The exercise. Please lay out every line of the listing below as a JSON list of strings, starting from its first line and ending with the line containing "[329,172,361,210]", inclusive. Use one string per line and skip blank lines.

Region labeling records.

====

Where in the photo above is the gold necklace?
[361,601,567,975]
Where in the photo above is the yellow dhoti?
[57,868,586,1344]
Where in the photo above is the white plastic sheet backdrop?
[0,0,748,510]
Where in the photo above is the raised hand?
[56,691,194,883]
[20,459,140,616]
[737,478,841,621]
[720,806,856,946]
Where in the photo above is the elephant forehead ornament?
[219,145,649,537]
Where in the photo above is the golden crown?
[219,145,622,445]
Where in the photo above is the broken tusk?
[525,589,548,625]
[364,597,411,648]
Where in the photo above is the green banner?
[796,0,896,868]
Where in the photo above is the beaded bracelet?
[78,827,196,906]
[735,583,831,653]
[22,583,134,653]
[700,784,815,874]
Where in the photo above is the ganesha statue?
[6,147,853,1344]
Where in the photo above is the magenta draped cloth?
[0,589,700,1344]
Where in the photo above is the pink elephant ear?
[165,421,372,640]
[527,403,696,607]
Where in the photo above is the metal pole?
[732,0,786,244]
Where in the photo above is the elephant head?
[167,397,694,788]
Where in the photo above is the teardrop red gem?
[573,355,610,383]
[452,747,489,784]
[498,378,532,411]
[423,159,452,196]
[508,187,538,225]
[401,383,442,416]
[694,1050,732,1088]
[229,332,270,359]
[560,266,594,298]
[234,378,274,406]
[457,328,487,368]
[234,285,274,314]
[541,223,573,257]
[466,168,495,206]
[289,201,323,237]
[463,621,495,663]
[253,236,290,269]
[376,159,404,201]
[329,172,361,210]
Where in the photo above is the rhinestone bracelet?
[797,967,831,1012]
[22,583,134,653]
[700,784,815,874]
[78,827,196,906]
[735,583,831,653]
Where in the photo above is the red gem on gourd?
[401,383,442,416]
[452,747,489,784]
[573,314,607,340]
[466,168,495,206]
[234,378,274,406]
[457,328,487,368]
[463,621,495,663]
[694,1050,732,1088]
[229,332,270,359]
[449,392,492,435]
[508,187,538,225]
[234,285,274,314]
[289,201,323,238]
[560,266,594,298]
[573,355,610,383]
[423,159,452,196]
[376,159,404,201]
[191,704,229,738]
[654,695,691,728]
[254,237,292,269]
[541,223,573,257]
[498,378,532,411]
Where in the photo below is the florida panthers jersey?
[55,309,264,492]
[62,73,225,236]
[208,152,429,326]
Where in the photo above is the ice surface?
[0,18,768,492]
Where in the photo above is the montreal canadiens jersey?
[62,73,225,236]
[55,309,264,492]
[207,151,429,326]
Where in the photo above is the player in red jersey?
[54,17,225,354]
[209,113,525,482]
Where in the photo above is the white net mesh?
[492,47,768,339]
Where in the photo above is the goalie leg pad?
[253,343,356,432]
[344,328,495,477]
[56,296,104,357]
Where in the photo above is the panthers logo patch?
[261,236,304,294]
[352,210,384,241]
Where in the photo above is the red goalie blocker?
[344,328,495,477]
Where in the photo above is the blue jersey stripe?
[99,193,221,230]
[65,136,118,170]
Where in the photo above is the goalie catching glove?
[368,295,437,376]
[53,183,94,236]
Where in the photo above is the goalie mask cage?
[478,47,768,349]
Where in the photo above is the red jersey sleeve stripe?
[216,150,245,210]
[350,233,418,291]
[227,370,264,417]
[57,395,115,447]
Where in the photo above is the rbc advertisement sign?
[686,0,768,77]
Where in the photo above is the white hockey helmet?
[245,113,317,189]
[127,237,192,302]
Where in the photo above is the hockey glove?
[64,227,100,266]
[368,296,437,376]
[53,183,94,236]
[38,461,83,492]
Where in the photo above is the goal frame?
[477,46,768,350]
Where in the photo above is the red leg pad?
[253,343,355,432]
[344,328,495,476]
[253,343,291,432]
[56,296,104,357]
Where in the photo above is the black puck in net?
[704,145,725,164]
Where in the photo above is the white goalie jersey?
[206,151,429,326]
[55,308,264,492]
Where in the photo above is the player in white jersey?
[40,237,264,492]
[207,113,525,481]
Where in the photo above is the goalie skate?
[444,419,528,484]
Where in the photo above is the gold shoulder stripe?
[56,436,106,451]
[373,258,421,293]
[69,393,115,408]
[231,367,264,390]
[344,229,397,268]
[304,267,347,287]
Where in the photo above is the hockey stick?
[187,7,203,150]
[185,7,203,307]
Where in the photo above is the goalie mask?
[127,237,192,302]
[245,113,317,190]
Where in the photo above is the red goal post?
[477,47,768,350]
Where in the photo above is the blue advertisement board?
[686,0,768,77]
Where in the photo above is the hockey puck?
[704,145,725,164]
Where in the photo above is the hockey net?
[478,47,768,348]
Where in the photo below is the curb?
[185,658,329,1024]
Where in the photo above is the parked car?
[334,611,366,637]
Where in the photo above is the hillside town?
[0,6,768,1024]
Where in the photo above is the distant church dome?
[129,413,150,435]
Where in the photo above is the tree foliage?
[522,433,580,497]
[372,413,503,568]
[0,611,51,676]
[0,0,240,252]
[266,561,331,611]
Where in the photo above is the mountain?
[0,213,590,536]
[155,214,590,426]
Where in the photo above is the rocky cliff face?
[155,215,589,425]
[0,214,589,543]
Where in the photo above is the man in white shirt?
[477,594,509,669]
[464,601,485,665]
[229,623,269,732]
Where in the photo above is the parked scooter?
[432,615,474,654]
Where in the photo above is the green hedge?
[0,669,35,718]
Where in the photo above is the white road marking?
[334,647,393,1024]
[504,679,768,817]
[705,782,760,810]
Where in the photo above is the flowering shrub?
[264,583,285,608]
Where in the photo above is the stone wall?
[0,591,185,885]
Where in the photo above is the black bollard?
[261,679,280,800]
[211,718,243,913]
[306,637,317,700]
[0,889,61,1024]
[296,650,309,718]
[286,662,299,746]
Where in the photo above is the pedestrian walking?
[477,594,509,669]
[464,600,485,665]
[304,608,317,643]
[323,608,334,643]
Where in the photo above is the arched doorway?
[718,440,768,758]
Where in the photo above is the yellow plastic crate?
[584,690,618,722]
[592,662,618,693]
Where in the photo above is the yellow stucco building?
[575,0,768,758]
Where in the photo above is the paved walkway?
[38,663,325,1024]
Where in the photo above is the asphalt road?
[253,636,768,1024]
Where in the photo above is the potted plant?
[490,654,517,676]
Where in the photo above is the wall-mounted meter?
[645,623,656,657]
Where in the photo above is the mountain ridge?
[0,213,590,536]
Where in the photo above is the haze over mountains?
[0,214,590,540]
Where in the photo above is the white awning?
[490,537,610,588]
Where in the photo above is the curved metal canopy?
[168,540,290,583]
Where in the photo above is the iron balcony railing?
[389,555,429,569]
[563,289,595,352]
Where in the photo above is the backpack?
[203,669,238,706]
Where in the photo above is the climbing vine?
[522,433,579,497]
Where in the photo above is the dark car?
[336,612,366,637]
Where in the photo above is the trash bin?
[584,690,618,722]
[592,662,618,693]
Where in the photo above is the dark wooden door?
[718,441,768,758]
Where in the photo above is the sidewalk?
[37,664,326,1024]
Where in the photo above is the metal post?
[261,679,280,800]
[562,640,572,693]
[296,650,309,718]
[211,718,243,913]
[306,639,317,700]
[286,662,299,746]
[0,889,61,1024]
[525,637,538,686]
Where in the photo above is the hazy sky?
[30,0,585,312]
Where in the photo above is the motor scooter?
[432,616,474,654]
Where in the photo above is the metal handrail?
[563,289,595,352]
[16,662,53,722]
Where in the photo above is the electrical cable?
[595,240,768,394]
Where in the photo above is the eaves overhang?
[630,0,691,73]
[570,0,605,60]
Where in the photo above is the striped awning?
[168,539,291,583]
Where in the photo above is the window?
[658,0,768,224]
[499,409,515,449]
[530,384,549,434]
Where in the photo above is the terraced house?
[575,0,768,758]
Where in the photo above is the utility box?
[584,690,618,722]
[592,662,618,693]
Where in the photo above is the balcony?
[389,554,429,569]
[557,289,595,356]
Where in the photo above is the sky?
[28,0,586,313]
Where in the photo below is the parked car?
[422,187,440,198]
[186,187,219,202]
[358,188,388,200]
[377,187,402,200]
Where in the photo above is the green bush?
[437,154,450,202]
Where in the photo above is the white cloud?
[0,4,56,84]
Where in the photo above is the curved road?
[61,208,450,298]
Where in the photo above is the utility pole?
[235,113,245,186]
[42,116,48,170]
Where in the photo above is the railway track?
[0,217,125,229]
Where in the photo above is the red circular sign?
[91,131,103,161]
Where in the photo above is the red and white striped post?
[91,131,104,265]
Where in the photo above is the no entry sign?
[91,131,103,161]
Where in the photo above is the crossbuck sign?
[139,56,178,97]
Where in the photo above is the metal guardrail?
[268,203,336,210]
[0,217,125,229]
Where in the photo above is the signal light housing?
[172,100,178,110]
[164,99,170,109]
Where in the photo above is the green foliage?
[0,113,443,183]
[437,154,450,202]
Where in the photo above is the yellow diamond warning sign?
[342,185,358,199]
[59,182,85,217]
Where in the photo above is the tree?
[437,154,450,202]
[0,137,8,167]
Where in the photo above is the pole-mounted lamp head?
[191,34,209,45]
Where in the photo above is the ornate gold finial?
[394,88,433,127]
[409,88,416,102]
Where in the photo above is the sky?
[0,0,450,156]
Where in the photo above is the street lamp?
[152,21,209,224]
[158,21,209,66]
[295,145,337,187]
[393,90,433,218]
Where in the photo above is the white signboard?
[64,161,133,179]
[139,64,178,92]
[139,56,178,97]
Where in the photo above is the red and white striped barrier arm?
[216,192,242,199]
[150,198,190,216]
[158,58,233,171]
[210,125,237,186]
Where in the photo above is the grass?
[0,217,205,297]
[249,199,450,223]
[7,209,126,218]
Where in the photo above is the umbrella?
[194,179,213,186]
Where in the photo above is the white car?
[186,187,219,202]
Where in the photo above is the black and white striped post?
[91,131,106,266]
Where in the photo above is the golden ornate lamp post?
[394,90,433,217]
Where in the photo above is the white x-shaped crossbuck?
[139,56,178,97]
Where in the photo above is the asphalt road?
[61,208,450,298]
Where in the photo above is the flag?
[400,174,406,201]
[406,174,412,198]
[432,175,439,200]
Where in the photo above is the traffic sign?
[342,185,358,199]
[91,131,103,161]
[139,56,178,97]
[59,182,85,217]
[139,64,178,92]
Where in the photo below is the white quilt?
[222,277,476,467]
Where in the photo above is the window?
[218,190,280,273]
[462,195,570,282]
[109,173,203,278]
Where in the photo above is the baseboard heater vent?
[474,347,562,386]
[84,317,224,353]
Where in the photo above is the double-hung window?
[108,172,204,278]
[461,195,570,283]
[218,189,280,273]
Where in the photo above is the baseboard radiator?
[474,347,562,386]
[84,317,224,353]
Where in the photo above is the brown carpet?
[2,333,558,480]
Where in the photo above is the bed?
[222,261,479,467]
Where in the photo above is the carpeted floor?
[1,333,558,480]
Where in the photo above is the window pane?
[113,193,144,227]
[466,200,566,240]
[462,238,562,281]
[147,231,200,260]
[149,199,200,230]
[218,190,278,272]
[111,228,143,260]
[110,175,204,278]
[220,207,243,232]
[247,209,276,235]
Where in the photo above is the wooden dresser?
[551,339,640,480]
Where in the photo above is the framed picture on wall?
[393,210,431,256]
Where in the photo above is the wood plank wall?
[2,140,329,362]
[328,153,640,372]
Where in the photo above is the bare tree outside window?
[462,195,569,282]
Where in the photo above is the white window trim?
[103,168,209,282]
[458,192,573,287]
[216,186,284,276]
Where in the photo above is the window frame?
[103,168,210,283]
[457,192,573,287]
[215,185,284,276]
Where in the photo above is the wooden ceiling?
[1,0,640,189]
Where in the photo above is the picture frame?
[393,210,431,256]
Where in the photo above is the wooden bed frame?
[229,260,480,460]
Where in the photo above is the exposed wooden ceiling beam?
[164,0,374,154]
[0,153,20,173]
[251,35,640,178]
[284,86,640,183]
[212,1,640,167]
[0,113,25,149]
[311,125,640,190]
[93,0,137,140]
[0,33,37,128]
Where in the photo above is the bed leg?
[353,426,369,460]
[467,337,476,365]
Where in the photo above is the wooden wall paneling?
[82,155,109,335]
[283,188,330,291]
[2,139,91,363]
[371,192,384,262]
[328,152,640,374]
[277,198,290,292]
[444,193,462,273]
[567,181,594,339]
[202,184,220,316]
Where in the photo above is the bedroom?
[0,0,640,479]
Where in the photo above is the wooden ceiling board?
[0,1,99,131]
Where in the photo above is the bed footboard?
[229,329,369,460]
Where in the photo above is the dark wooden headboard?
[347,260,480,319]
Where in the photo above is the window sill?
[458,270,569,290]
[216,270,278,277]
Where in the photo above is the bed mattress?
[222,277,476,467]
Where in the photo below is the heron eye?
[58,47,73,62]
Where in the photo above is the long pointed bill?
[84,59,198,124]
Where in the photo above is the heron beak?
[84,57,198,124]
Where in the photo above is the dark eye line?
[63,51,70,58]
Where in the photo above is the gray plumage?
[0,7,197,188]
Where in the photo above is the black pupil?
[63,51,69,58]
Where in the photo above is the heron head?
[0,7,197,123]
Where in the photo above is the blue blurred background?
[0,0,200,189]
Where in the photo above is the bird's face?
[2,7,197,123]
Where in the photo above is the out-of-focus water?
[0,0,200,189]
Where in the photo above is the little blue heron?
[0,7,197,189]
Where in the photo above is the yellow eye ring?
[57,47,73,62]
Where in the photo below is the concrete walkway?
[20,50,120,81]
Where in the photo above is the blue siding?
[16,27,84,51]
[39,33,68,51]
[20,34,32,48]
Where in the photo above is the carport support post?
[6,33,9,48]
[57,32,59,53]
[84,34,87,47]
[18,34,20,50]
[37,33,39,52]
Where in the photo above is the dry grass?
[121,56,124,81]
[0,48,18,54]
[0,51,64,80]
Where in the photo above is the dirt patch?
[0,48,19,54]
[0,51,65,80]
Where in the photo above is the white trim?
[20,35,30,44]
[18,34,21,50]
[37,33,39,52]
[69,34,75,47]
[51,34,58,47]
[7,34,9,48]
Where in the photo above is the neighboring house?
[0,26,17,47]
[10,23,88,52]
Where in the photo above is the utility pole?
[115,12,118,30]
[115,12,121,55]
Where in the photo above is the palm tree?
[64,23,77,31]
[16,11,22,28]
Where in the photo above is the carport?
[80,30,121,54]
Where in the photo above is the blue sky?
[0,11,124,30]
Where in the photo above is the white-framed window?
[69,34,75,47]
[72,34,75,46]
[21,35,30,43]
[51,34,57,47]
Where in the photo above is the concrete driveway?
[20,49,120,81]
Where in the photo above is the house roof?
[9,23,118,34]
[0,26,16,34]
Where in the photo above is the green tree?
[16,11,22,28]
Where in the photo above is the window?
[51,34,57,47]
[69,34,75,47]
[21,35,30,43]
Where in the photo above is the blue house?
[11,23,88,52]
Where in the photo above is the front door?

====

Exercise answer.
[
  "Where in the photo above is the gold necklace?",
  "[361,601,567,975]",
  "Where in the photo above is the yellow dhoti?",
  "[57,868,586,1344]",
  "Where in the photo above is the white plastic sheet backdrop?",
  "[0,0,748,510]",
  "Where in the photo above is the raised hand?",
  "[56,691,194,883]",
  "[20,459,140,616]",
  "[737,478,841,621]",
  "[720,806,856,946]",
  "Where in the photo above is the elephant forehead ornament?",
  "[219,145,649,537]",
  "Where in the photo above is the golden crown?",
  "[219,145,622,445]",
  "Where in the photo above is the broken tusk?",
  "[525,589,548,625]",
  "[364,597,411,648]",
  "Where in the photo above is the green banner?",
  "[796,0,896,868]",
  "Where in the photo above is the beaded bracelet?",
  "[78,827,196,906]",
  "[735,583,831,653]",
  "[22,583,134,653]",
  "[700,784,815,874]",
  "Where in the photo above is the ganesha statue?",
  "[6,147,853,1344]",
  "Where in the photo above is the magenta draped cloth?",
  "[0,589,700,1344]",
  "Where in the photo above is the pink elephant ear?",
  "[165,421,372,640]",
  "[527,403,696,607]",
  "Where in the photo above is the metal pole?",
  "[732,0,786,244]",
  "Where in the photo above is the elephant head?",
  "[167,397,694,788]",
  "Where in the photo above is the teardrop red gem?",
  "[573,355,610,383]",
  "[452,747,489,784]",
  "[498,378,532,411]",
  "[423,159,452,196]",
  "[508,187,538,225]",
  "[401,383,442,416]",
  "[694,1050,732,1088]",
  "[229,332,270,359]",
  "[560,266,594,298]",
  "[234,378,274,406]",
  "[457,328,487,368]",
  "[234,285,274,314]",
  "[541,223,573,257]",
  "[466,168,495,206]",
  "[289,201,323,237]",
  "[463,621,495,663]",
  "[253,236,290,269]",
  "[376,159,404,201]",
  "[329,172,361,210]"
]